[Source data]
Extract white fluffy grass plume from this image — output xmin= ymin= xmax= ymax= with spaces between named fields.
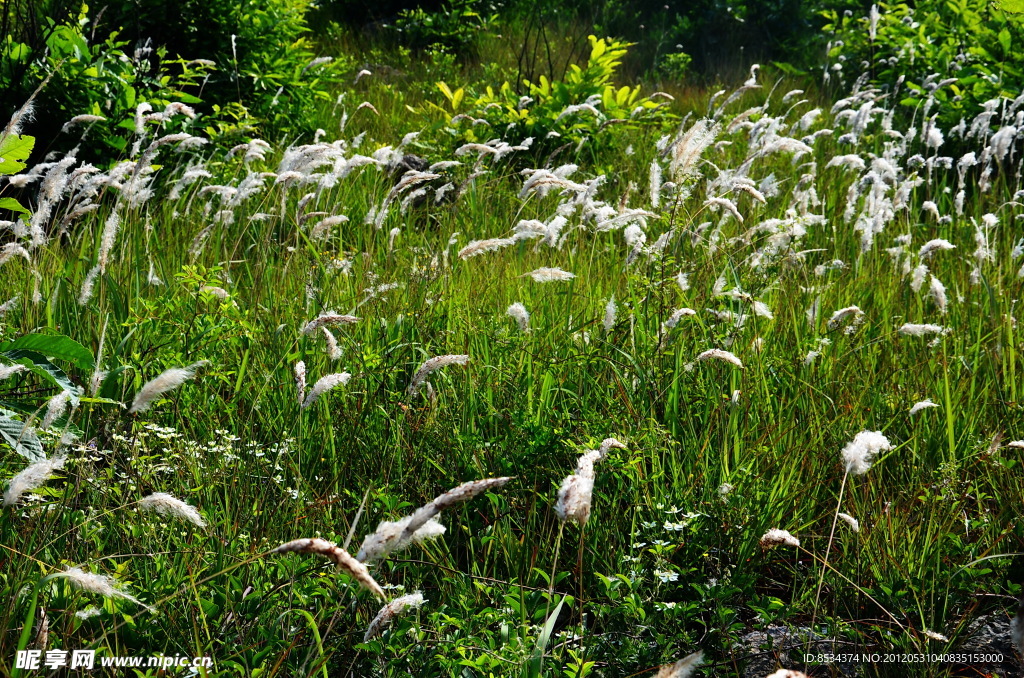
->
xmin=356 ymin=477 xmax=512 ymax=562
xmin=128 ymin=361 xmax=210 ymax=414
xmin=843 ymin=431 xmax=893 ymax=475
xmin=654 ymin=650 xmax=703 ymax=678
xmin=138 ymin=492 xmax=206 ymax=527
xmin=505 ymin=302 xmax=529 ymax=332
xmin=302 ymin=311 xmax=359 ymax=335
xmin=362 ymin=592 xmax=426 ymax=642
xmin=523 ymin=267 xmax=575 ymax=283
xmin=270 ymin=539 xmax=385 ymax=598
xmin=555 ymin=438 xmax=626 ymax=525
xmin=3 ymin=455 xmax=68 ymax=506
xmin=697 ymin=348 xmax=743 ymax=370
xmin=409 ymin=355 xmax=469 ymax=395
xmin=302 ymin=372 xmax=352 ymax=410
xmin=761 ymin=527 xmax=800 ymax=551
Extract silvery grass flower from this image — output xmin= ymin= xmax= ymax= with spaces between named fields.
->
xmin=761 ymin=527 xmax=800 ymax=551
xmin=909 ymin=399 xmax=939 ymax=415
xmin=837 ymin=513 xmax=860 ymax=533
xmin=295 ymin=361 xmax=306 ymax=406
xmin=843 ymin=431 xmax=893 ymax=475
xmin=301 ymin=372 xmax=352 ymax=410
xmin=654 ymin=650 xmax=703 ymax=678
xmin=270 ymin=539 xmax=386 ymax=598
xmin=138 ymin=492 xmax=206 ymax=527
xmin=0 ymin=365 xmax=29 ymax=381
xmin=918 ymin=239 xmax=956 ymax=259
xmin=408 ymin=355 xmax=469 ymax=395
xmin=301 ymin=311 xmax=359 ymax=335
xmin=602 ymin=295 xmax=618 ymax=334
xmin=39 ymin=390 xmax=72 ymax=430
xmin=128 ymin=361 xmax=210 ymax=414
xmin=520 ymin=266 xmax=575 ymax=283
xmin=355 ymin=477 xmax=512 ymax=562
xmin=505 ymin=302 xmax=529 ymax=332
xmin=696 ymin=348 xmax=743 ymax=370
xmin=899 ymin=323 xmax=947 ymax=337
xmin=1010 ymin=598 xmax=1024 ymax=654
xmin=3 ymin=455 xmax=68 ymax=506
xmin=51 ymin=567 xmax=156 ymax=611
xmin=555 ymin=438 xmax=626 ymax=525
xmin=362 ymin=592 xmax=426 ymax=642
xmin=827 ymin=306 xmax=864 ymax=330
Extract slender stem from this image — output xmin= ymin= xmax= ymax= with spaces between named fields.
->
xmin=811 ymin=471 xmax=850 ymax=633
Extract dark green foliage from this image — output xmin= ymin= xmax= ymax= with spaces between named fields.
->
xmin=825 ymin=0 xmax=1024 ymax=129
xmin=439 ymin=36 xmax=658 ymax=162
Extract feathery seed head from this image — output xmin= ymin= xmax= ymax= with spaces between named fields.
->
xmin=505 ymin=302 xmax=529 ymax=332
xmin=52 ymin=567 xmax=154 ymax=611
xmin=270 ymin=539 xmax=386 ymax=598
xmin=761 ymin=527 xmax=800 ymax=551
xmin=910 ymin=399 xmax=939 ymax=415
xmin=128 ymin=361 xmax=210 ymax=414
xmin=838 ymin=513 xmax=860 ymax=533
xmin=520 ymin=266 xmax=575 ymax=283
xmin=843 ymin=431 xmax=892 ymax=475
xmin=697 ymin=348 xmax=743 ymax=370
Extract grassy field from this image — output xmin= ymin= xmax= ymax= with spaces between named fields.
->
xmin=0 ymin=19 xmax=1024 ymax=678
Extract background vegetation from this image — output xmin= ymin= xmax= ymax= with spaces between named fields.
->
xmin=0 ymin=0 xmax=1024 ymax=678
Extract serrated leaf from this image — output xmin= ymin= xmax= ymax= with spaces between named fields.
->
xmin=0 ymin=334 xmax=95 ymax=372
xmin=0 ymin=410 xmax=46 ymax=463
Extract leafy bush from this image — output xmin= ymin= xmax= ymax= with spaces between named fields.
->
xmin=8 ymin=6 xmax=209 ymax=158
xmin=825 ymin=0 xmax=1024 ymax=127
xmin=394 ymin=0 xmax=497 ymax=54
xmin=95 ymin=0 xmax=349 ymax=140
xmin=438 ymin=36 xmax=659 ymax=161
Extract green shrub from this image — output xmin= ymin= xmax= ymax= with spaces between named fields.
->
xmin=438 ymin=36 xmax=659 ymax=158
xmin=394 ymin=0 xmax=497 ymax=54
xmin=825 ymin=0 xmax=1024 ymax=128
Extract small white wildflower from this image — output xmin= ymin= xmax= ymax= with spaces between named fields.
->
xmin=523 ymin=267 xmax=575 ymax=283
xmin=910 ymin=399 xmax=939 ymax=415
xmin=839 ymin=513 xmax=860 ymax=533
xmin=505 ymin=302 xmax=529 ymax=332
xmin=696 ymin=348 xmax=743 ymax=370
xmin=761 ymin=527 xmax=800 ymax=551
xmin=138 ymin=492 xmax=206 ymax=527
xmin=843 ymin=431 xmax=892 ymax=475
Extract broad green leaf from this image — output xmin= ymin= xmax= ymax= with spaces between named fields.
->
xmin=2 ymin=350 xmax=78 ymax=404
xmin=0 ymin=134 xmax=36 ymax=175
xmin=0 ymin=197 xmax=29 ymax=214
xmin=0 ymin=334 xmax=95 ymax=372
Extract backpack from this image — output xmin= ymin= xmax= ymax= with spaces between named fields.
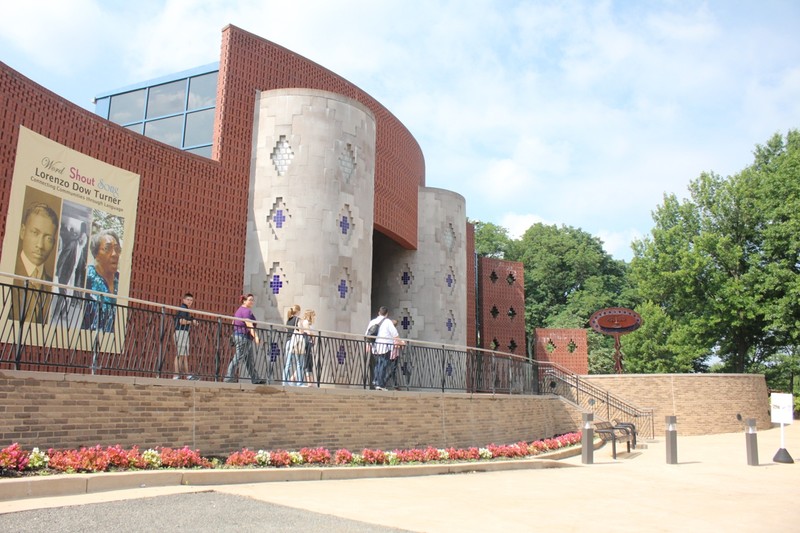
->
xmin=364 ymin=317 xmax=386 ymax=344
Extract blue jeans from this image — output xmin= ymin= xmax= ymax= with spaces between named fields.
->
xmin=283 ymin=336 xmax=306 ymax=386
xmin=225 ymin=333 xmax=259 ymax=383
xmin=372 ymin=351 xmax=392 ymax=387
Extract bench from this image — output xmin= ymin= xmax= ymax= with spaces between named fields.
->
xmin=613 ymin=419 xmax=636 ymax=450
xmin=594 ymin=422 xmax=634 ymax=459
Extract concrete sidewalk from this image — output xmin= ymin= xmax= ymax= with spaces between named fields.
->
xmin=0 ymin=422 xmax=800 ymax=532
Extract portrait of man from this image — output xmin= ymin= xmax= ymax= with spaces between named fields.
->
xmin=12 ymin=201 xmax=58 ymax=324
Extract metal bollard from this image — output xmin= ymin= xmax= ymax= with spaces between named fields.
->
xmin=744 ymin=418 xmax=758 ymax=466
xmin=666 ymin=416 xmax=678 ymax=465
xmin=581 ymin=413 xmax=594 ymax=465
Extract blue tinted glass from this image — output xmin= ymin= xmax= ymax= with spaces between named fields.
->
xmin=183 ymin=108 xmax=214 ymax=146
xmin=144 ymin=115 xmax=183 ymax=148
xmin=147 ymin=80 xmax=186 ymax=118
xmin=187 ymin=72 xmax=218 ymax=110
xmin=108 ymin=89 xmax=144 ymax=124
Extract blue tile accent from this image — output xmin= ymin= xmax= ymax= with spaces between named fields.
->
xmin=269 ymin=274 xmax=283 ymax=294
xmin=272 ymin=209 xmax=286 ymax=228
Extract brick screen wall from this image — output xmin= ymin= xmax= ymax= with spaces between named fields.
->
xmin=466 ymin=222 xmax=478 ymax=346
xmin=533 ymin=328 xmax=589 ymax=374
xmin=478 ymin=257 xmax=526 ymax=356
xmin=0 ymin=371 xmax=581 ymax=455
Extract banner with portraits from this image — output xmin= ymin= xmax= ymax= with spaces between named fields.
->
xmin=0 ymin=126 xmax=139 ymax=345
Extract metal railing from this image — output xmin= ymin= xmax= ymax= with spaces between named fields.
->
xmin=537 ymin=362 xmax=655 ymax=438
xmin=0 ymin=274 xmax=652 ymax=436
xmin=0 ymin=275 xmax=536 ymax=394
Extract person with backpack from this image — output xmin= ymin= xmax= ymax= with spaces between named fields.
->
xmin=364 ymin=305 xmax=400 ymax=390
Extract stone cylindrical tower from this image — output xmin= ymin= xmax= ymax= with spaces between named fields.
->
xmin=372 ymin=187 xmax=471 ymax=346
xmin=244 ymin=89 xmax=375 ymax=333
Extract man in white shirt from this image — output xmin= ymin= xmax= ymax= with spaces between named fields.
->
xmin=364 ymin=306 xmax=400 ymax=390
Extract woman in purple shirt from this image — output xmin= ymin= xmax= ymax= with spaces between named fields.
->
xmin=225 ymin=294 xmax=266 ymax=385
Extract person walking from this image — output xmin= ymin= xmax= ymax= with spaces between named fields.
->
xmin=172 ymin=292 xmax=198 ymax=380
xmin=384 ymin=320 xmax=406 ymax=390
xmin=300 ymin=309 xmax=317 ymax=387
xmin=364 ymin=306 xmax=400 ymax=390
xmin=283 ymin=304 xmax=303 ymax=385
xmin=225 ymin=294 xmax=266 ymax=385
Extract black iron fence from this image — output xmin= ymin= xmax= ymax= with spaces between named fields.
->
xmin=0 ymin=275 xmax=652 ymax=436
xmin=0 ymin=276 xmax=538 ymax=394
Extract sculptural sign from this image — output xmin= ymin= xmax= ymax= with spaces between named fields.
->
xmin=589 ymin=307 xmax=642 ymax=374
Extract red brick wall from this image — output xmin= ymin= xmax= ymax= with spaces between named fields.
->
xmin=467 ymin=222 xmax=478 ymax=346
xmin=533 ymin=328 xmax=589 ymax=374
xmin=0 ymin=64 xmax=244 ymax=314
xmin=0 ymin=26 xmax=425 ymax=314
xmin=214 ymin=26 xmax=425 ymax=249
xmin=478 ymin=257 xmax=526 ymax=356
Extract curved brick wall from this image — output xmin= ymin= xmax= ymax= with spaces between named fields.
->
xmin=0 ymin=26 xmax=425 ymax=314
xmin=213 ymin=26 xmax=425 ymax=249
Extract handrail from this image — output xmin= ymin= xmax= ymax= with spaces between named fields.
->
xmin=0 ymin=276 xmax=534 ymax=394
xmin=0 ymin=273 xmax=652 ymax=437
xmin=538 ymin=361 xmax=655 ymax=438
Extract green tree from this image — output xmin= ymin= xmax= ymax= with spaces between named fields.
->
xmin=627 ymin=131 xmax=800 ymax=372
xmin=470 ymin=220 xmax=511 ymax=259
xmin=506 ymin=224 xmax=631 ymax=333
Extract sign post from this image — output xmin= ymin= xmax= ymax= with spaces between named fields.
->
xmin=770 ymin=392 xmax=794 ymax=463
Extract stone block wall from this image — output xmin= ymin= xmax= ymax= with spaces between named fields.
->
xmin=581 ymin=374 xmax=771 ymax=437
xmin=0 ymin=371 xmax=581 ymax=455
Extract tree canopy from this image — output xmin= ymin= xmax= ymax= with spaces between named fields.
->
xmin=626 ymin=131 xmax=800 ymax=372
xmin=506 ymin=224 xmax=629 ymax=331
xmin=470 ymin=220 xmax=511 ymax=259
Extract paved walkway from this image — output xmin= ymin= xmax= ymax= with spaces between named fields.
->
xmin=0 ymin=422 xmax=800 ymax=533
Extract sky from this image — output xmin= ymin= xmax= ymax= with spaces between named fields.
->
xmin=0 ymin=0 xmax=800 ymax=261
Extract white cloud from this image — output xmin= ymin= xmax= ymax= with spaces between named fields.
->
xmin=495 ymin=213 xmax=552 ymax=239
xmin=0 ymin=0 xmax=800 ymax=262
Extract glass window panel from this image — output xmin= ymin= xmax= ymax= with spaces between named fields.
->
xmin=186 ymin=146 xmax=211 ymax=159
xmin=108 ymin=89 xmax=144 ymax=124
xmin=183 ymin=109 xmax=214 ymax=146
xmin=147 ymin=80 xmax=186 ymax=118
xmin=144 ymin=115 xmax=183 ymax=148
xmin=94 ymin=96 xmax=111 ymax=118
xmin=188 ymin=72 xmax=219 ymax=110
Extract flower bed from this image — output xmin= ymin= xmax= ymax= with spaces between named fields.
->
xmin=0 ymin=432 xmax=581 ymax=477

*SHORT PROBLEM:* Copy the lines of the source data above verbatim, starting at the line that contains "Extract blue tile" and ending at the line that contains "xmin=272 ymin=209 xmax=286 ymax=228".

*OUTPUT:*
Extract blue tile accent from this image — output xmin= ymin= xmax= ymax= with spaces between named fields.
->
xmin=269 ymin=274 xmax=283 ymax=294
xmin=272 ymin=209 xmax=286 ymax=228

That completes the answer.